▶ **Prompt**: Which lines below contain the word "wall"? List each of them in full.

▶ **Supplied data**:

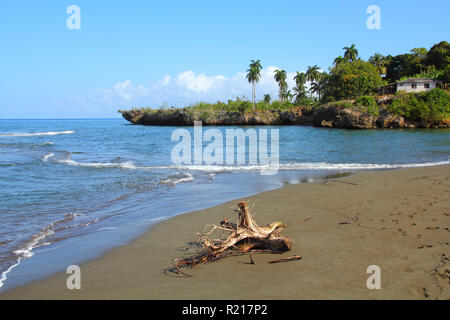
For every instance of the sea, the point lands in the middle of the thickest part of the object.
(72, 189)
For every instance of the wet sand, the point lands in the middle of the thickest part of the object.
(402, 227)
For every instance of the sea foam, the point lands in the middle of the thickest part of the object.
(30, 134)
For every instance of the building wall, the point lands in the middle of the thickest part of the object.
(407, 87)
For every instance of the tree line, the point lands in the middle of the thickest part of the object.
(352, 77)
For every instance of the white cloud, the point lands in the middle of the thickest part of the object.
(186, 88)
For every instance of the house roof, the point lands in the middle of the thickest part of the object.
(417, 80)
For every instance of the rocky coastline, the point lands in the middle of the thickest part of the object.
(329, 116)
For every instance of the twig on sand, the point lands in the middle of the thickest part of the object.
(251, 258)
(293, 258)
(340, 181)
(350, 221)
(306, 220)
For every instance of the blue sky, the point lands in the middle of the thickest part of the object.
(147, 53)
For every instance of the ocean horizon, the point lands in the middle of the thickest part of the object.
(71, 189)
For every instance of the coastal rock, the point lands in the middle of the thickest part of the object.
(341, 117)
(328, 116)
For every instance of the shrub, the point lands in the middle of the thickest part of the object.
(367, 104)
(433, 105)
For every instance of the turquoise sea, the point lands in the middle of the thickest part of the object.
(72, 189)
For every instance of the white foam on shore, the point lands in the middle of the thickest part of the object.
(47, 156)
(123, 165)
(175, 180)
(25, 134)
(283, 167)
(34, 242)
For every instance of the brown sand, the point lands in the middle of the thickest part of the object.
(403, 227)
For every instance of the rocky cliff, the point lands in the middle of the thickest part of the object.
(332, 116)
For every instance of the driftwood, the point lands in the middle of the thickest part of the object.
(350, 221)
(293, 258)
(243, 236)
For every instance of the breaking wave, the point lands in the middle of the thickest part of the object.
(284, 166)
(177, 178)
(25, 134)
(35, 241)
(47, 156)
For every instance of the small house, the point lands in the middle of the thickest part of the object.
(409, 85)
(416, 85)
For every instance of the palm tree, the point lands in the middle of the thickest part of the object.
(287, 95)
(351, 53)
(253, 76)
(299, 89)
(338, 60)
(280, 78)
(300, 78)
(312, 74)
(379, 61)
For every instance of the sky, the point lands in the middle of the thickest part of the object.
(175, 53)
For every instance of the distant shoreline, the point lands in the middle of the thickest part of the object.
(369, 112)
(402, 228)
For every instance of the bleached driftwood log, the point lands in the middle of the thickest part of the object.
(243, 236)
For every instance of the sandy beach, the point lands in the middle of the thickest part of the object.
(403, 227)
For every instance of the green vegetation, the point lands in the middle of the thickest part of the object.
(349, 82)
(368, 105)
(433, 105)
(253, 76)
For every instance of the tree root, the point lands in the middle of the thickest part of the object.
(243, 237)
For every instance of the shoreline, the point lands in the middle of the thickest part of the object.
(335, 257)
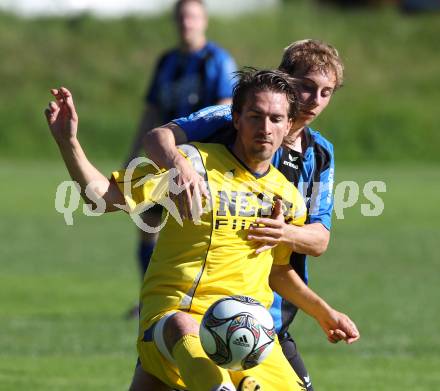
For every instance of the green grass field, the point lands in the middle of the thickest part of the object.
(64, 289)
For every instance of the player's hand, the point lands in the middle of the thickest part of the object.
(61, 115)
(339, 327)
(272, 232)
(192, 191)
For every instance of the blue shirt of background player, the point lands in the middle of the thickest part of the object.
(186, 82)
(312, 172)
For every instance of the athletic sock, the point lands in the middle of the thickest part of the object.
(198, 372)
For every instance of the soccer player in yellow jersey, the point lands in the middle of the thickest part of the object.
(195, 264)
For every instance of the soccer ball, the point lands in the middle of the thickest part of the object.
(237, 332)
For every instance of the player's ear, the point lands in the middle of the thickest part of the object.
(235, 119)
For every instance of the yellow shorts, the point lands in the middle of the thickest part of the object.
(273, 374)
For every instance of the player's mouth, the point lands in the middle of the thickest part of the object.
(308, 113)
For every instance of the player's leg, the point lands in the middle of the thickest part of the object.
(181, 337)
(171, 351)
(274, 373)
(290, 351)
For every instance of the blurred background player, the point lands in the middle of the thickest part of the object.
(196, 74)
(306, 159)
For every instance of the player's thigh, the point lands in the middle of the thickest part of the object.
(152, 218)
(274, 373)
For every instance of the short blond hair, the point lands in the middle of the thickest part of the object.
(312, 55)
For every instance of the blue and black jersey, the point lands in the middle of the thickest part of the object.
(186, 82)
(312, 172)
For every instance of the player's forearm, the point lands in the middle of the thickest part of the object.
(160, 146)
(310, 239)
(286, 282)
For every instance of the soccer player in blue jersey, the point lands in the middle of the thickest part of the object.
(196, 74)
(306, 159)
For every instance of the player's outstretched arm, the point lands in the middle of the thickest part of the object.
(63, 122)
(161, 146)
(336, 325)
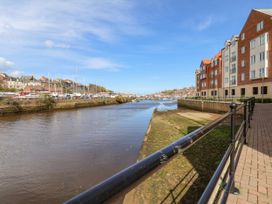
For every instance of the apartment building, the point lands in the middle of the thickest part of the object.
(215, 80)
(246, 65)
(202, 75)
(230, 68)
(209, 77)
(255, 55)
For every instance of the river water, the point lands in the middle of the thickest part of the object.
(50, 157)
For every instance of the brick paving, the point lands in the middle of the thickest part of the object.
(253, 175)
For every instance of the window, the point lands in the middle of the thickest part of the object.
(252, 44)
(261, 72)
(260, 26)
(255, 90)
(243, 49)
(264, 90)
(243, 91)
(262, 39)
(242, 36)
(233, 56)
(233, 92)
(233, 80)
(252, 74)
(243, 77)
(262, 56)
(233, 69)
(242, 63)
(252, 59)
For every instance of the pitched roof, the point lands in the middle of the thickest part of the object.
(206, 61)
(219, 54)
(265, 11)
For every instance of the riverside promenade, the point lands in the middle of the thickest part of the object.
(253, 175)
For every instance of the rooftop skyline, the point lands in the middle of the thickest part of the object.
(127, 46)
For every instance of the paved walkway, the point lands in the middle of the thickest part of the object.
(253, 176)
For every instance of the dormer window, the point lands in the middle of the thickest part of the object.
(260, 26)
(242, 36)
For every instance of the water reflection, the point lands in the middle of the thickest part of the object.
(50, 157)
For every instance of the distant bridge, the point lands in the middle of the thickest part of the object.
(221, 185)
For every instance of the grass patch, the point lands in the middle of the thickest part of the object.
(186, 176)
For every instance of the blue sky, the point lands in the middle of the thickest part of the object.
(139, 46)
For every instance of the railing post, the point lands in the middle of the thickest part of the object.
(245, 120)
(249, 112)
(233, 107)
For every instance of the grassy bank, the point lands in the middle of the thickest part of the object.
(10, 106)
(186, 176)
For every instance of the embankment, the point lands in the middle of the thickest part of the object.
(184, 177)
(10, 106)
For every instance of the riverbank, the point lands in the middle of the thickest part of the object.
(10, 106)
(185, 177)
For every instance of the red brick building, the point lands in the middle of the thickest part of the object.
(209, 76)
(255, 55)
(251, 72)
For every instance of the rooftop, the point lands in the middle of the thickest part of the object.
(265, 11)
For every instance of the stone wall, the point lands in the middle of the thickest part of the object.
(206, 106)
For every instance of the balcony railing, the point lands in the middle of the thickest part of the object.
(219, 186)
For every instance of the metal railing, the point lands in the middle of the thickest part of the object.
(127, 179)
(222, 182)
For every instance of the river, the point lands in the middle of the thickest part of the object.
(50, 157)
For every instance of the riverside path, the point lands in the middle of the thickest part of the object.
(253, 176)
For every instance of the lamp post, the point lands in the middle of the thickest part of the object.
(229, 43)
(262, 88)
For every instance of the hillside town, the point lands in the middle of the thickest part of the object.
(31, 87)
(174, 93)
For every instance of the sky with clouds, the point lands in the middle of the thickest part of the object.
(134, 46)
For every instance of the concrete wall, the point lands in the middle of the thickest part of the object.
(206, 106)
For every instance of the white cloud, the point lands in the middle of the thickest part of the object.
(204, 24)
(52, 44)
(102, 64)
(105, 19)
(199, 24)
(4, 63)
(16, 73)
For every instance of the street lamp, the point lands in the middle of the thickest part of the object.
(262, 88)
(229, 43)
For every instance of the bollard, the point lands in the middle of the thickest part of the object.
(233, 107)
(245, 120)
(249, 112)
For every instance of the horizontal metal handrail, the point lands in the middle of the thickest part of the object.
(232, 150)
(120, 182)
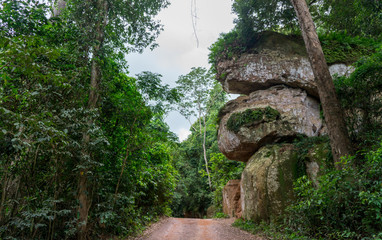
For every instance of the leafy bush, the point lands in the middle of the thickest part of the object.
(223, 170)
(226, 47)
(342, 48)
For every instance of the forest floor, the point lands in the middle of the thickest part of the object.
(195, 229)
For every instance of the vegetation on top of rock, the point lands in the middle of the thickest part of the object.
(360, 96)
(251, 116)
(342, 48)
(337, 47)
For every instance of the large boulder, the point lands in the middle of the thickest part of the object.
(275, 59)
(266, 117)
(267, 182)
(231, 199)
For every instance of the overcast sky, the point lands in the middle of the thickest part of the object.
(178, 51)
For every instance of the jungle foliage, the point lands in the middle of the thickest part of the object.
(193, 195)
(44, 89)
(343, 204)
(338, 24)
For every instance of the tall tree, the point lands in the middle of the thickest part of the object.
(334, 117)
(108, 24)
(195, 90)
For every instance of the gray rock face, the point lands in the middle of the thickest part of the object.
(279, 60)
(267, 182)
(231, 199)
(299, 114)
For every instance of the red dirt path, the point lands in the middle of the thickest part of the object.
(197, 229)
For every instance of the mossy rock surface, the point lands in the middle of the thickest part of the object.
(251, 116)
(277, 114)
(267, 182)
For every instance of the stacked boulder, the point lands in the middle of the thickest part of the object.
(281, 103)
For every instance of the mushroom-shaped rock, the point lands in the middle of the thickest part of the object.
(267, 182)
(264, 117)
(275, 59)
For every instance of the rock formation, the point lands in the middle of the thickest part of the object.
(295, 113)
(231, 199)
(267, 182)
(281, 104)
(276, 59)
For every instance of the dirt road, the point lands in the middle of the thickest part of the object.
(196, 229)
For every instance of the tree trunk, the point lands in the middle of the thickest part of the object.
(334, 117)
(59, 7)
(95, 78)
==
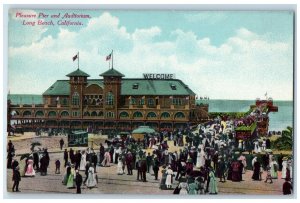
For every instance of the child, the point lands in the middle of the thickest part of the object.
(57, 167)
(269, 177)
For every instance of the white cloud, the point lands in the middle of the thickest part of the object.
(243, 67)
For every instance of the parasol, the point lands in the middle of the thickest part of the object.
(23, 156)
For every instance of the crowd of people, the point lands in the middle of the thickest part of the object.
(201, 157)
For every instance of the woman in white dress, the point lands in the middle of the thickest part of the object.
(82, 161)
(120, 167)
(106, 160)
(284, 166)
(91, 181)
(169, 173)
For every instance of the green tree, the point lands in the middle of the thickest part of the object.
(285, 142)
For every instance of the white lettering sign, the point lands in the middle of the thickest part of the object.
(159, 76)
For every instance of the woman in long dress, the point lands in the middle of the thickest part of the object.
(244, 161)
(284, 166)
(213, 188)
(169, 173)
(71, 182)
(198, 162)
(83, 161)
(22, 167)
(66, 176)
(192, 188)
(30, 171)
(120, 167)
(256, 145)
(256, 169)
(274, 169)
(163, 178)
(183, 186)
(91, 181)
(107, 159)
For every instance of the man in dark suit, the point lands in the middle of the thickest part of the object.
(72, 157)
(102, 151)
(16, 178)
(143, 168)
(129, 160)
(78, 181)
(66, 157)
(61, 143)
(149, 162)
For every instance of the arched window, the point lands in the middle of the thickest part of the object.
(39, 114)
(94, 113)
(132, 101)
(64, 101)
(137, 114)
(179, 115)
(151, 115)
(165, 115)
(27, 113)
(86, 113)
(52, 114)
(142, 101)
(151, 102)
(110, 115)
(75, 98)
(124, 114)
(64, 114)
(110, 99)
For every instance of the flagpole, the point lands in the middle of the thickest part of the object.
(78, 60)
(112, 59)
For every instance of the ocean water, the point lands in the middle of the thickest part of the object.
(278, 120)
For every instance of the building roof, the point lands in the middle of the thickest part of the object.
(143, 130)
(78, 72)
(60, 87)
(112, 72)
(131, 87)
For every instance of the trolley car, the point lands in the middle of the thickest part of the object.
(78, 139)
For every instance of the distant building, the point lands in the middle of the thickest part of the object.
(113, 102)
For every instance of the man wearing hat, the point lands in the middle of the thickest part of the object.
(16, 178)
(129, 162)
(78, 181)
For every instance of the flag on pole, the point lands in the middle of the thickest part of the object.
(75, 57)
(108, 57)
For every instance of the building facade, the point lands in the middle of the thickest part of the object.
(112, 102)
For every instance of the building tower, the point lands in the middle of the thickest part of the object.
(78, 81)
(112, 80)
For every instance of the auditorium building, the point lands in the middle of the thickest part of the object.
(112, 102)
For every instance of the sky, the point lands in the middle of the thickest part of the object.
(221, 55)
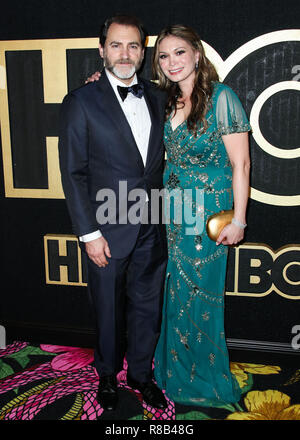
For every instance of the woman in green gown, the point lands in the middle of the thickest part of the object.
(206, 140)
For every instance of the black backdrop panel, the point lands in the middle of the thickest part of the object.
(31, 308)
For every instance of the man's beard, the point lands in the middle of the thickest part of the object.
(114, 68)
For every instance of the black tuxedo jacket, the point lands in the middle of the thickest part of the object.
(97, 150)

▶ **Answer in full**:
For every instance of the building wall, the point lands in the middle of the thickest part of the object.
For every instance of the stone wall, the point lands in the middle of the thickest part of the object.
For every instance of the concrete wall, the point lands in the middle of the thickest part of the object.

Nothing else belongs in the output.